Textauszug =
--*--

Die einzelnen Situationen
scheinen willkührlich nicht sowohl herbeigeführt, als hingestellt: aber der
Dichter ist dafür nirgend in den, sonst in berühmten und mit Recht bewunderten
dramatischen Werken, so häufigen Fehler gefallen, sie zu Deklamationen und
prunkenden, kalten Gemälden zu mißbrauchen. Er läßt in jeder nur die
Empfindungen und Gedanken hören, die sie in der Seele der handelnden Personen
nothwendig hervorbringen mußte: und sie werden schön und kraftvoll ausgedrückt.
Nur sehr wenige Schilderungen hat er gegeben, und jede scheint so durchaus nur
ein ausgemaltes Gefühl, daß man sie auch mehr empfindet, als betrachtet. Wenn
z. B. der Herzog, als er erfährt, daß der Leichnam seiner Tochter für das
Aufbehalten zu sehr entstellt und verstümmelt ist, und ohne Rettung der
Verwesung überlassen werden muß, ausruft:
»O, weiser Brauch der Alten,
das Vollkommne,
Das ernst und langsam die
Natur geknüpft,
Des Menschenbilds erhabne Würde,
gleich
Wenn sich der Geist, der
Wirkende, getrennt,
Durch reiner Flammen Thätigkeit,
zu lösen.

--*--

Zu bearbeitende Aufgaben =
• a. Nennen Sie alle attributiven Adjektive, die im Ausruf des Herzogs im Auszug über das Drama unmittelbar vor einem Substantiv stehen.
• b. Führen Sie den Auszug über das Drama im Anschluss an die letzte Zeile weiter.

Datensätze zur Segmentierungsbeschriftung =
--*--

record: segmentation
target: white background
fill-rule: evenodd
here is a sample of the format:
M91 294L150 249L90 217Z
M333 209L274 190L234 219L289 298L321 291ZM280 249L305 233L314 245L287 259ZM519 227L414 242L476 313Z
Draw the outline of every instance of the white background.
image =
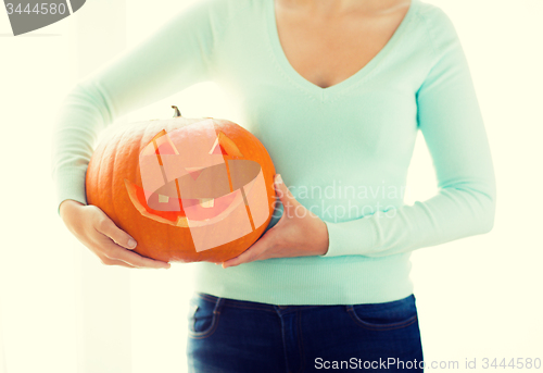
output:
M17 37L0 7L0 372L186 371L191 265L101 265L56 214L50 137L60 100L92 65L80 61L78 41L94 42L103 55L121 52L190 2L89 0L73 16ZM466 358L478 366L482 358L543 359L543 2L427 2L453 20L467 54L496 171L497 212L490 234L412 257L425 360L463 368ZM104 16L86 23L91 14ZM108 45L103 35L117 38ZM209 83L124 121L169 117L172 104L185 116L237 117L227 92ZM408 186L407 203L435 192L421 137ZM86 288L94 282L121 293L105 294L111 303L92 302L100 298ZM105 339L116 343L105 348Z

--*--

Lösungen =
• a. weiser (Brauch), erhabne (Würde), reiner (Flammen)

• b.
Und wenn die Glut, mit
tausend Gipfeln, sich
Zum Himmel hob und, zwischen
Dampf und Wolken,
Des Adlers Fittig, deutend,
sich bewegte:
Da trocknete die Thräne;
freier Blick
Der Hinterlaßnen stieg dem
neuen Gott
In des Olymps verklärte Räume
nach!«
So geht diese Aeußerung so natürlich aus seiner Lage und den Wünschen,
die sie ihm einflößen mußte hervor, daß man erst spät in ihr eine Betrachtung
erkennt, und diese wiederum abgesondert prüfen muß, ehe man gewahr wird, daß
sie in ein schönes Gemälde verkörpert wurde.
Der Dialog wird zuweilen
durch verwickelte Construktion und durch die Länge der Perioden, schwer, aber
er ist edel und kraftvoll.
Mit allen diesen Vorzügen
konnte das Stück auf der Bühne keinen allgemeinen Effekt thun, weil – die
dramatische Form zu sichtbar nur die Maske der philosophisch-politischen
Absicht ist, und weil natürlich ein Theil nicht die Befriedigung gewähren kann,
die der Dichter erst durch das Ganze zu geben gedachte. v. – r.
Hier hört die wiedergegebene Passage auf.